→ **PASSAGE CHOISI**

Je sais pas moi je n'oserais pas m'aventurer comme ca... bon chacun son truc


----------



## Anonyme (26 Juin 2006)

yvos a dit:
			
		

> zou, pas de panique, la France délivre déjà des passeports biométriques, ce qui permet d'éviter le visa. Sinon, tu peux toujours payer le visa hors de prix pour utiliser ton ancien passeport. En plus, tu as un an devant de toi!
> Si tu stresses pour cela, je sais pas comment tu vas gérer ton sac à dos entourée de gentils péruviens prêts à te délester
> 
> Ma copine a fait faire un passeport biométrique en moins de 15 jours à Paris fin mai (on part à NY en aout) et cerise sur le gateau, ils lui ont même laissé son autre passeport encore valide pour qu'elle puisse utiliser des visas déjà achetés dessus



Merci c'est THE info que je cherchais !
Je n'ai trouvé nulle part quelqu'un pour me dire que ces fichus passeport biométriques existent en France.... ouf. Mon boulot c'est de faire des photos d'identités aux normes ... et ils m'ont stressé avec leurs histoires de papiers.

→ **TÂCHES**
[a] D'après l'extrait sur les passeports biométriques, en combien de temps la copine de yvos a-t-elle obtenu son passeport biométrique à Paris ?
[b] Poursuivez l'extrait sur les passeports biométriques à la suite de sa dernière phrase.
Le listing n'est pas nécessaire pour ce travail.

→ **DONNÉES**

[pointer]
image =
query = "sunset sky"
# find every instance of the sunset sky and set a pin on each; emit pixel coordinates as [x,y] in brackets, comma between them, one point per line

→ **RÉPONSES DANS L'ORDRE**
[a] En moins de 15 jours.

[b]
Voilà ça change tout  

Je me suis longuement demandé si je faisais ce voyage en travaillant sur place ou si j'économisais et j'allais à l'aventure. Donc merci pour l'info -teush-

Parce que mon principal soucis reste le fric ... bon j'ai un an mais faut pas que je me relâche mais j'ai pas envie non plus d'accepter n'importe quoi (comme en ce moment c'est bientôt finit). J'ai pas envie que mon copain paye mon voyage, c'est aussi ça le chalenge.


----------



## boddy (27 Juin 2006)

"J'veux juste traverser les Etats Unis et passer par Los Angeles et San Francisco histoire de mais bon plan galère en fait"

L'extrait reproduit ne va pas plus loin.